> [Your instructions]: An exact copy of all the data is needed, with every picture left out.

(Input for this task)

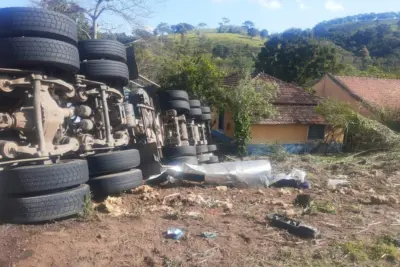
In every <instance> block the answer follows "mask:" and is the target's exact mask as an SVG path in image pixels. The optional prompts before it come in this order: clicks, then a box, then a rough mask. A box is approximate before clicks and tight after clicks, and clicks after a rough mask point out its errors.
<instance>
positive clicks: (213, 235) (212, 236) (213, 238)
mask: <svg viewBox="0 0 400 267" xmlns="http://www.w3.org/2000/svg"><path fill="white" fill-rule="evenodd" d="M200 236H201V237H204V238H211V239H215V238H217V234H216V233H213V232H203V233H201V235H200Z"/></svg>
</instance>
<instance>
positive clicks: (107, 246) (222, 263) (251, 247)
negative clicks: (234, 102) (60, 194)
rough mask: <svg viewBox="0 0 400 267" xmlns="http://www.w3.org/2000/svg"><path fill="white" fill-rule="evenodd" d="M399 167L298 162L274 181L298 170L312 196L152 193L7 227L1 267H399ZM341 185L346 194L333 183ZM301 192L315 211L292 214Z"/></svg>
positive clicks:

(End Input for this task)

> [Written solution]:
In every <instance> block the answer follows "mask:" and is the target's exact mask as an SVG path in image pixels. The optional prompts before it come in this order: clicks, then a box, then a rough mask. A box is approximate before clicks and tight after clicks, and clicks after a rough mask point out its errors.
<instance>
positive clicks: (213, 235) (212, 236) (213, 238)
mask: <svg viewBox="0 0 400 267" xmlns="http://www.w3.org/2000/svg"><path fill="white" fill-rule="evenodd" d="M200 236H201V237H204V238H211V239H215V238H217V234H216V233H213V232H203V233H201V235H200Z"/></svg>
</instance>
<instance>
positive clicks: (107, 246) (222, 263) (251, 247)
negative clicks: (234, 102) (60, 194)
rough mask: <svg viewBox="0 0 400 267" xmlns="http://www.w3.org/2000/svg"><path fill="white" fill-rule="evenodd" d="M399 167L298 162L274 181L298 170L312 196L152 193L7 227L1 267H399ZM341 185L346 194L333 183ZM301 192L315 211L292 214Z"/></svg>
positive clicks:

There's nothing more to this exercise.